[Pointing dataset records]
++++

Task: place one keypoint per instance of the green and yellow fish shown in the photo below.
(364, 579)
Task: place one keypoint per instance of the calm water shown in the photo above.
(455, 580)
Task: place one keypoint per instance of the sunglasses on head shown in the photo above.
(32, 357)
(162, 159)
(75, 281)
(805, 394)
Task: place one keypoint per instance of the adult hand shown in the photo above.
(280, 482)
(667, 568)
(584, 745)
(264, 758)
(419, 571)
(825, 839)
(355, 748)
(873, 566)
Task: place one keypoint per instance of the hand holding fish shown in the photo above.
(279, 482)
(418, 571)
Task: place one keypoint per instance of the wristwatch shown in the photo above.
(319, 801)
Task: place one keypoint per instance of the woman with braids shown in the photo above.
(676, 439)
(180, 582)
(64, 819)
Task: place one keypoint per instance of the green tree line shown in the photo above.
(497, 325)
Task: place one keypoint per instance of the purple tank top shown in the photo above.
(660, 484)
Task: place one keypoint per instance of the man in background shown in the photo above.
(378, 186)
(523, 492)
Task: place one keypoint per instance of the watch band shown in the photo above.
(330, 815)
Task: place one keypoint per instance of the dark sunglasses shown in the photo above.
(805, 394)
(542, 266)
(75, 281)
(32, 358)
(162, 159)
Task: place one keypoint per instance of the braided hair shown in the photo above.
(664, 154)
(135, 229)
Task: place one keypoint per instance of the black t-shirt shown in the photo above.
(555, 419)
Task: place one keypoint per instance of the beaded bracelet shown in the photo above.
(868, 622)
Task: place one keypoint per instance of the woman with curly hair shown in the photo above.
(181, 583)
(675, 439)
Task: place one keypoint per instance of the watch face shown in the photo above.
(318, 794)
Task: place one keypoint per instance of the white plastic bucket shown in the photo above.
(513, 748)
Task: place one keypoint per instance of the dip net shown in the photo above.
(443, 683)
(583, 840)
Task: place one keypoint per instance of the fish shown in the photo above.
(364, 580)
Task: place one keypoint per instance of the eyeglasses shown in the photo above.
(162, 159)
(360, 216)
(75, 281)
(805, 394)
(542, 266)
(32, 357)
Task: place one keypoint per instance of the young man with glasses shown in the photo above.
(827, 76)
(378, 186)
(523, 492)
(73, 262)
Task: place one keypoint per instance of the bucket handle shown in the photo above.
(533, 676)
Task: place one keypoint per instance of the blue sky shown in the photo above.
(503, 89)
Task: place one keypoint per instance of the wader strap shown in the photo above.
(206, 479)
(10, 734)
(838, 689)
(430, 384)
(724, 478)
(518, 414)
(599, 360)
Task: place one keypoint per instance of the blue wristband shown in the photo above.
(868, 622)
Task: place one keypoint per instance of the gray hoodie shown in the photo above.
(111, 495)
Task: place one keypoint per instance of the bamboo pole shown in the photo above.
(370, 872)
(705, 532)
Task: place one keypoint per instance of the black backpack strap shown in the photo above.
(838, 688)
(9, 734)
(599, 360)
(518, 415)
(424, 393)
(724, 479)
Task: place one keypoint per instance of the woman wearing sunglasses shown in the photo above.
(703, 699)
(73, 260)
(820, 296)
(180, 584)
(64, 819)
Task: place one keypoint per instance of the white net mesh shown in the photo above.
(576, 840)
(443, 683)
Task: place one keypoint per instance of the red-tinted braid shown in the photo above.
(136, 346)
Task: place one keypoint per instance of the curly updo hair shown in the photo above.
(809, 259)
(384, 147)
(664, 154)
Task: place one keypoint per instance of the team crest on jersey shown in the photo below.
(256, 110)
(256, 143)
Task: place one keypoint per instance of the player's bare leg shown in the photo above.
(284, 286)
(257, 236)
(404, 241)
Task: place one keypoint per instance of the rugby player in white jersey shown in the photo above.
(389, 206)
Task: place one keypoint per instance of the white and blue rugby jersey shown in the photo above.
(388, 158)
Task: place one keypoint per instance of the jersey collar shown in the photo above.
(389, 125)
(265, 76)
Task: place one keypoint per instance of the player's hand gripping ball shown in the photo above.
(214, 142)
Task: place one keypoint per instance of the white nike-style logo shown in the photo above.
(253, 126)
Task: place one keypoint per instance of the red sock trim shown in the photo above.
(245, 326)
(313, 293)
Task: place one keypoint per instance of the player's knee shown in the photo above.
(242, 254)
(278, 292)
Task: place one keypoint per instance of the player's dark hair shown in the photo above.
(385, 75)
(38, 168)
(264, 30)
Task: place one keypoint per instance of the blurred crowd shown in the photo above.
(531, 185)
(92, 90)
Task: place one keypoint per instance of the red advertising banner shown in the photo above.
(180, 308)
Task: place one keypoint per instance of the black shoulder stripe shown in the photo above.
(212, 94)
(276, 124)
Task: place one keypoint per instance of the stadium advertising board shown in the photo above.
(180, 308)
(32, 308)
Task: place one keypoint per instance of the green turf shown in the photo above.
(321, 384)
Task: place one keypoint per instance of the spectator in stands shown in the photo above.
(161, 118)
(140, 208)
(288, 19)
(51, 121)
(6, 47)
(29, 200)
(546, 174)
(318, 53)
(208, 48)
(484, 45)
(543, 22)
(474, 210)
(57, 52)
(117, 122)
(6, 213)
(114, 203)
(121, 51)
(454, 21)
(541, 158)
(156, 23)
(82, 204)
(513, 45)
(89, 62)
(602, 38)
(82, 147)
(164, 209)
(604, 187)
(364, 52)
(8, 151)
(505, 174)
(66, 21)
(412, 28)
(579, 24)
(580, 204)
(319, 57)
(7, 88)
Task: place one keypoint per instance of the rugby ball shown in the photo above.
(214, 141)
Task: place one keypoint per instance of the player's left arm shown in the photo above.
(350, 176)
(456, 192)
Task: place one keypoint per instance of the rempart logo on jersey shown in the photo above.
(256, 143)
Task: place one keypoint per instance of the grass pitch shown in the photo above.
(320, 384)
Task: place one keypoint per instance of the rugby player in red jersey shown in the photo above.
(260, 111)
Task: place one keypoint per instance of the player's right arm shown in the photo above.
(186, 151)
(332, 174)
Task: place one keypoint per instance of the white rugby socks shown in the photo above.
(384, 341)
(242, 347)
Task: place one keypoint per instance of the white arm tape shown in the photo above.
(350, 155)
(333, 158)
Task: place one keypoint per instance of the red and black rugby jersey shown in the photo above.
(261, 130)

++++

Reproduce all of the material above word for word.

_REPLY TO THE EXERCISE_.
Task: place one keypoint per instance of the green and yellow fish shown in the photo below.
(364, 579)
Task: place one keypoint per instance of the calm water shown in the photo above.
(455, 580)
Task: place one keypoint per instance of the sunglasses on head shown in the photo above.
(32, 357)
(162, 159)
(75, 281)
(805, 394)
Task: place one keypoint per instance of the adult hand shown in the photo above.
(280, 482)
(667, 568)
(584, 745)
(264, 758)
(419, 571)
(825, 839)
(355, 748)
(873, 566)
Task: place one keypoint per instance of the hand holding fish shown in the photo above.
(279, 482)
(418, 571)
Task: place one keypoint per instance of the wristwatch shown in the photo above.
(319, 801)
Task: place one keypoint per instance of the woman with braids shown in the photo above.
(676, 439)
(180, 582)
(64, 819)
Task: place one keypoint per instance of the green tree line shown in the photo above.
(497, 325)
Task: place one keypoint per instance of the purple tank top shown in the photo above.
(660, 484)
Task: place one keypoint per instance of the man in background shown in the photo above.
(378, 186)
(523, 492)
Task: place one keypoint per instance of the watch band shown in the photo above.
(330, 815)
Task: place one keypoint per instance of the dark sunglasses shown in the photo above.
(805, 394)
(542, 266)
(75, 281)
(32, 358)
(162, 159)
Task: place one keypoint per instance of the braided hair shown in the photo above.
(664, 154)
(135, 229)
Task: place one keypoint per instance of the black t-shirt shown in the photo above.
(555, 419)
Task: place one keypoint per instance of the beaded bracelet shown in the photo above.
(868, 622)
Task: place one keypoint per instance of the woman with curly hair shown in the photo above.
(181, 583)
(675, 439)
Task: place one keypoint per instance of the watch face shown in the photo above.
(318, 794)
Task: place one keypoint per instance of the white plastic bucket shown in the photo above.
(513, 748)
Task: place one keypoint per instance of the dip net shown in the photo above.
(443, 683)
(583, 840)
Task: place one keypoint per instance of the fish shown in the photo above.
(364, 580)
Task: place one keypoint per instance of the eyeglasses shown in the photo above.
(162, 159)
(360, 216)
(75, 281)
(805, 394)
(542, 266)
(32, 357)
Task: place one keypoint per instance of the young man with glasses shown in the photo above.
(827, 76)
(378, 186)
(523, 492)
(73, 262)
Task: place one keypoint per instance of the bucket handle shown in the photo above.
(533, 676)
Task: place one keypoint per instance of the blue sky shown in the photo above.
(503, 89)
Task: place one keypoint per instance of the wader strap shown in the photo above.
(206, 479)
(10, 734)
(838, 689)
(430, 384)
(724, 478)
(518, 414)
(599, 360)
Task: place one keypoint per instance of the blue wristband shown in the photo above.
(868, 622)
Task: place one keypoint per instance of the gray hoodie shown in the photo above.
(111, 495)
Task: place one keypoint per instance of the bamboo pole shown in the photo above.
(370, 872)
(705, 532)
Task: place one keypoint per instance of the black backpack strap shown in the photo above.
(838, 688)
(9, 734)
(599, 360)
(518, 415)
(424, 393)
(724, 479)
Task: place one keypoint per instance of the woman wearing sunglasses shown in the photo above.
(703, 699)
(73, 260)
(820, 296)
(180, 584)
(64, 819)
Task: place one keypoint per instance of the white net mesh shown in the photo above.
(576, 840)
(443, 683)
Task: place one keypoint per instance of the red-tinted braid shown in the photo above.
(136, 346)
Task: place one keypoint per instance of the curly updo hair shown in the photo above.
(809, 259)
(384, 147)
(664, 154)
Task: place one keypoint per instance of the team crest on jersey shown in the photo below.
(256, 110)
(256, 143)
Task: place one keypoint per instance of the player's bare leg shown in the photo above.
(284, 286)
(257, 236)
(404, 241)
Task: place one keypoint per instance of the rugby player in white jersey shown in the photo above.
(389, 206)
Task: place one keypoint per instance of the white and blue rugby jersey shown in the photo above.
(388, 158)
Task: place one keypoint per instance of the jersey collar shown in the photo above.
(389, 125)
(265, 76)
Task: place one keypoint per instance of the player's hand gripping ball shown in the photo above.
(214, 142)
Task: place one keypoint per instance of the white nike-style logo shown in the photo above.
(253, 126)
Task: place one keypoint per instance of the red sock trim shown in the photo above.
(245, 326)
(313, 293)
Task: place one keypoint per instance of the player's knee shown in the photo above.
(242, 254)
(278, 292)
Task: place one keypoint per instance of the player's dark hair shown in the photo above.
(385, 75)
(38, 168)
(264, 30)
Task: place one keypoint per instance of the blurred crowd shown in the photo above.
(531, 185)
(92, 90)
Task: place one keypoint per instance of the red advertising banner shown in the photo above.
(180, 308)
Task: place one keypoint per instance of the black shoulder stripe shown in the photo above.
(212, 94)
(276, 124)
Task: place one keypoint per instance of the stadium advertising board shown in the photo above.
(180, 308)
(32, 308)
Task: place one keypoint per instance of the green turf shown in the photo above.
(321, 384)
Task: place one keypoint per instance of the spectator in stands shown in the photo above.
(161, 118)
(140, 208)
(288, 19)
(51, 121)
(6, 47)
(29, 200)
(546, 174)
(318, 53)
(208, 48)
(484, 45)
(543, 22)
(474, 210)
(57, 52)
(117, 122)
(6, 213)
(114, 203)
(121, 51)
(454, 21)
(541, 158)
(156, 23)
(82, 204)
(513, 45)
(89, 62)
(602, 38)
(82, 147)
(164, 209)
(604, 187)
(364, 52)
(8, 151)
(505, 174)
(66, 21)
(412, 28)
(579, 24)
(580, 204)
(319, 57)
(7, 88)
Task: place one keypoint per instance of the rugby ball shown in the photo above.
(214, 141)
Task: place one keypoint per instance of the player's left arm shown in the photo above.
(350, 176)
(456, 192)
Task: place one keypoint per instance of the rempart logo on jersey shown in the photo above.
(256, 143)
Task: place one keypoint per instance of the grass pitch shown in the photo above.
(320, 384)
Task: place one keypoint per instance of the rugby player in red jersey shown in the photo above.
(260, 111)
Task: place one keypoint per instance of the player's right arm shown in the photo above.
(186, 151)
(332, 174)
Task: place one keypoint per instance of the white rugby socks shown in the photo above.
(384, 341)
(242, 347)
Task: place one keypoint per instance of the white arm tape shown in the photo above.
(350, 155)
(333, 158)
Task: place one keypoint per instance of the red and black rugby jersey shown in the photo above.
(261, 130)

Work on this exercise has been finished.